Text block

Butyrivibrio fibrisolvens

Scientific classification
- Domain: Bacteria
- Kingdom: Bacillati
- Phylum: Bacillota
- Class: Clostridia
- Order: Eubacteriales
- Family: Lachnospiraceae
- Genus: Butyrivibrio
- Species: B. fibrisolvens
- Binomial name: Butyrivibrio fibrisolvens Bryant and Small 1956 (Approved Lists 1980)
- Type strain: D1^{T} = ATCC 19171^{T} = DSM 3071^{T}

= Butyrivibrio fibrisolvens =

- Genus: Butyrivibrio
- Species: fibrisolvens
- Authority: Bryant and Small 1956 (Approved Lists 1980)

Species of anaerobic rumen bacterium

Butyrivibrio fibrisolvens is an anaerobic species of bacterium in the family Lachnospiraceae. It is the type species of the genus Butyrivibrio. Its cells are motile, curved rods that generally bear a single flagellum. Although its cell-envelope structure is Gram-positive, cultures frequently give a Gram-negative staining reaction.

Data supplied
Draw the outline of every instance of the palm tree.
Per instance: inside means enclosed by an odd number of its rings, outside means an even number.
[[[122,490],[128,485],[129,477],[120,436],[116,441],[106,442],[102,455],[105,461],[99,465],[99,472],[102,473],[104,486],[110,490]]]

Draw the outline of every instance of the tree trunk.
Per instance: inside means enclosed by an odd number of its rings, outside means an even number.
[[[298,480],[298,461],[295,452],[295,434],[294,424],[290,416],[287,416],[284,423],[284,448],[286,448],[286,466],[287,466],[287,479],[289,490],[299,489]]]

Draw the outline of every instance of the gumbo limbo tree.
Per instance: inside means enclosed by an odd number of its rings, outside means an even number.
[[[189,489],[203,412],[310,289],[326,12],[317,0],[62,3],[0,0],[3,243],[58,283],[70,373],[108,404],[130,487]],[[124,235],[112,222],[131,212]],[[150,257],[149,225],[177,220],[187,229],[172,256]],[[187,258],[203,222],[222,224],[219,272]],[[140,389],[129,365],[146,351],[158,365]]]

What to do
1/ From the Butyrivibrio fibrisolvens entry, list every taxon named in the scientific classification above the species level, together with its rank.
2/ In one or two sentences, explain what the Butyrivibrio fibrisolvens entry sets against the Gram-negative staining reaction of its cultures.
3/ Proceed with the Butyrivibrio fibrisolvens entry, picking up right after its last sentence.
The records that come after this entry are separate material and have no connection to it.

Responses to the exercise
1/ Domain: Bacteria; Kingdom: Bacillati; Phylum: Bacillota; Class: Clostridia; Order: Eubacteriales; Family: Lachnospiraceae; Genus: Butyrivibrio.

2/ The entry contrasts that staining result with the bacterium's cell-envelope structure, which is Gram-positive. Cultures frequently stain Gram-negative even though the envelope is of the Gram-positive type.

3/
The type strain, D1^{T}, was isolated from the rumen of cattle. It ferments several plant-derived carbohydrates, including xylan, pectin and starch, producing hydrogen, carbon dioxide, butyrate, formate and lactate.

==Taxonomy==
The specific epithet combines the Latin words fibra, meaning fibre, and solvens, meaning dissolving.

Genome-based comparisons have revealed extensive diversity among isolates historically assigned to B. fibrisolvens and related members of Butyrivibrio and Pseudobutyrivibrio. Some strains bearing the name therefore may not belong to the same genomic species as the type strain.